SET OF TASKS
1 > In the passage on thermogenic agents and glycolysis, by what percentage did maximal glycolysis rise in CL316,243 treated adipocytes compared with control?
2 > Copy the passage on thermogenic agents and glycolysis from "The magnitude for" up to and including "well as glycolysis.".

Thermogenic agents enhance glycolytic capacity

Extracellular acidification rate measures changes in extracellular pH as a response to lactate formation which is an indicator of glycolysis. Compared to control, basal glycolysis increased by 41% (p = 0.48) in rosiglitazone and 109% (p = 0.008) in CL316,243 treated cells. Maximal glycolysis increased even further; 84% for rosiglitazone (p = 0.08) and 130% (p = 0.003) for CL316,243 treated adipocytes (Fig 5).

**Fig. 5. Extracellular Acidifaction Rate (ECAR) in control, rosiglitazone and CL316, 243 treated adipocytes.**
(a) Time course of ECAR of differentiated beige adipocytes (b and c) Basal and maximal glycolysis (after FCCP 5μg). Data are represented as mean ± SEM; n = 51.*p<0.05, **p<0.01; ***p<0.001, ****p<0.0001 vs. control, one-way ANOVA.

The magnitude for the changes are small yet indicate increased capacity for glycolysis in treated cells. The release of lactate and pyruvate from BAT due to thermogenic stimulation have been shown to account for 33% of glucose uptake in rats [17] and thus these values may represent a larger proportion of glycolysis in vivo. Collectively these results indicate thermogenic drugs induce changes in a variety of metabolic pathways—an increased capacity for uncoupled respiration as well as glycolysis.

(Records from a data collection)

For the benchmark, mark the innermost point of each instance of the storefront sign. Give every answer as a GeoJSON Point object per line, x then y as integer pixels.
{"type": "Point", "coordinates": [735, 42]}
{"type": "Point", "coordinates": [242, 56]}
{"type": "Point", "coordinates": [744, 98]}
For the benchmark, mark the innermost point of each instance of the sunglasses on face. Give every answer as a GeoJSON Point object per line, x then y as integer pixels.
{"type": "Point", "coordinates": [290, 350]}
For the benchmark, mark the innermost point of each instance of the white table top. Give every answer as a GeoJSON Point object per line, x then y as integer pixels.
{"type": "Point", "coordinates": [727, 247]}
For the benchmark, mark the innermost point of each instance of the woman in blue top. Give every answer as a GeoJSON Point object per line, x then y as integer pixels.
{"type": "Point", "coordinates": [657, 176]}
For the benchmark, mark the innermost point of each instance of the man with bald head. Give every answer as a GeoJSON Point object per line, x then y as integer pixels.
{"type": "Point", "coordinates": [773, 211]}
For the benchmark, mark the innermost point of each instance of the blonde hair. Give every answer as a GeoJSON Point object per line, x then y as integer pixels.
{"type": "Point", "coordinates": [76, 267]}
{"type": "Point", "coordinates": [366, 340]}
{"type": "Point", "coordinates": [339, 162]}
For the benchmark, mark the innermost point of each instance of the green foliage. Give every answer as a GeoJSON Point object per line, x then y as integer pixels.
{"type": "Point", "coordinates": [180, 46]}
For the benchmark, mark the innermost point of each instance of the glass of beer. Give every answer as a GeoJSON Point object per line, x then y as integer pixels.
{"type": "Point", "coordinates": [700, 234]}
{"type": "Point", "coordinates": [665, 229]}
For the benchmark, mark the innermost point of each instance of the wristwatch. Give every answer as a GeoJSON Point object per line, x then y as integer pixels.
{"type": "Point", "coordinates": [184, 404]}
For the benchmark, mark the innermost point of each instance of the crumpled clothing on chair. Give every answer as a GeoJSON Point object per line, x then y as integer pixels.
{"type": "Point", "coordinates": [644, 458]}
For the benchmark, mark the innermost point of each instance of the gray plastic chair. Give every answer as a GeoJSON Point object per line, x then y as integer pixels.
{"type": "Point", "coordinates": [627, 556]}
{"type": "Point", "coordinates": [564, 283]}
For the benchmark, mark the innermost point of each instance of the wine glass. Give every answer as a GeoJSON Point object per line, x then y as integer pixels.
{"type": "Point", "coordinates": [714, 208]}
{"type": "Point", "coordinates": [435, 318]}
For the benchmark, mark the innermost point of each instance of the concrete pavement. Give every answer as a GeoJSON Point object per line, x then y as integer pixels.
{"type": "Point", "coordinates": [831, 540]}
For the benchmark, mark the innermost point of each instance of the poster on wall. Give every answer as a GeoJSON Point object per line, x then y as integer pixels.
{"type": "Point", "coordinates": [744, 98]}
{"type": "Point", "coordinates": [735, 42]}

SOLUTIONS PER TASK
1 > 130%

2 >
The magnitude for the changes are small yet indicate increased capacity for glycolysis in treated cells. The release of lactate and pyruvate from BAT due to thermogenic stimulation have been shown to account for 33% of glucose uptake in rats [17] and thus these values may represent a larger proportion of glycolysis in vivo. Collectively these results indicate thermogenic drugs induce changes in a variety of metabolic pathways—an increased capacity for uncoupled respiration as well as glycolysis.